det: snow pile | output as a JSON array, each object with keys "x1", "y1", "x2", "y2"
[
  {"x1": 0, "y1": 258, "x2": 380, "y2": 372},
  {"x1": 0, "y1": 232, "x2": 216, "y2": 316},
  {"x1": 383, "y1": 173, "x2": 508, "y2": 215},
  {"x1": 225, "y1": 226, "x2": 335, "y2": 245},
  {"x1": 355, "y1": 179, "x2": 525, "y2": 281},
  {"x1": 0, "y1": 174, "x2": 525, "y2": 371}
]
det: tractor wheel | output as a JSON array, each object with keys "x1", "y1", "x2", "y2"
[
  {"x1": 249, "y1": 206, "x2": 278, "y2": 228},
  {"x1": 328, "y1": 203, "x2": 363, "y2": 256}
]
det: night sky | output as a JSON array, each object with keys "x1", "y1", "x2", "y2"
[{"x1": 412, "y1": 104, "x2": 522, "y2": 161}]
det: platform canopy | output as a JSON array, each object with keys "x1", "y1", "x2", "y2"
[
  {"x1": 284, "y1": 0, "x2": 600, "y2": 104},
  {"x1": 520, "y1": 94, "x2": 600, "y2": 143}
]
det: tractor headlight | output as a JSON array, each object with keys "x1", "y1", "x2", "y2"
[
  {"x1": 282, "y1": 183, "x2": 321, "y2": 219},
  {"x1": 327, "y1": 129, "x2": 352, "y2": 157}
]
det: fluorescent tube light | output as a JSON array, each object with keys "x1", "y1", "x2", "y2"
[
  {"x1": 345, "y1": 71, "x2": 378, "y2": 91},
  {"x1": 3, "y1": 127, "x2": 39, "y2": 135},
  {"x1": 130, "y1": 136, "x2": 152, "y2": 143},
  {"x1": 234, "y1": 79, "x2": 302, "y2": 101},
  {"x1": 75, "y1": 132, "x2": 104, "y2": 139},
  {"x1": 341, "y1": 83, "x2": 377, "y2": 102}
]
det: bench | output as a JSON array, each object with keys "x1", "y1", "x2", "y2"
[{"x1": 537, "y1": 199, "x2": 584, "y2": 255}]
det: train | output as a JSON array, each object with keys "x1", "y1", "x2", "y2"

================

--- Required action ---
Every entry above must be copied exactly.

--- Exercise output ---
det: snow pile | output as a JSON array, each object with keys "x1", "y1", "x2", "y2"
[
  {"x1": 0, "y1": 258, "x2": 380, "y2": 372},
  {"x1": 0, "y1": 232, "x2": 216, "y2": 316},
  {"x1": 383, "y1": 173, "x2": 508, "y2": 215},
  {"x1": 225, "y1": 226, "x2": 335, "y2": 245},
  {"x1": 355, "y1": 179, "x2": 525, "y2": 281},
  {"x1": 0, "y1": 174, "x2": 525, "y2": 371}
]
det: tractor wheel | output as a JSON array, each object with keys "x1", "y1", "x2", "y2"
[
  {"x1": 249, "y1": 206, "x2": 278, "y2": 228},
  {"x1": 328, "y1": 203, "x2": 363, "y2": 256}
]
det: night sky | output as a JSON array, each object with keys "x1", "y1", "x2", "y2"
[{"x1": 412, "y1": 104, "x2": 522, "y2": 161}]
det: platform canopy | output as a JSON array, each object with keys "x1", "y1", "x2", "y2"
[
  {"x1": 284, "y1": 0, "x2": 600, "y2": 104},
  {"x1": 520, "y1": 94, "x2": 600, "y2": 143}
]
det: tractor headlight | output as a JSON array, each object with keys "x1", "y1", "x2", "y2"
[
  {"x1": 282, "y1": 183, "x2": 321, "y2": 219},
  {"x1": 327, "y1": 129, "x2": 352, "y2": 157}
]
det: fluorescent tube light | output as a JSON array, each object with keys "x1", "y1", "x2", "y2"
[
  {"x1": 345, "y1": 71, "x2": 378, "y2": 91},
  {"x1": 3, "y1": 127, "x2": 39, "y2": 135},
  {"x1": 130, "y1": 136, "x2": 152, "y2": 143},
  {"x1": 234, "y1": 79, "x2": 302, "y2": 101},
  {"x1": 75, "y1": 132, "x2": 104, "y2": 139},
  {"x1": 341, "y1": 83, "x2": 377, "y2": 102}
]
det: bench | output as a JSON array, each object with keys "x1", "y1", "x2", "y2"
[{"x1": 537, "y1": 199, "x2": 584, "y2": 255}]
det: train | output as a JSON array, each object with keys "x1", "y1", "x2", "y2"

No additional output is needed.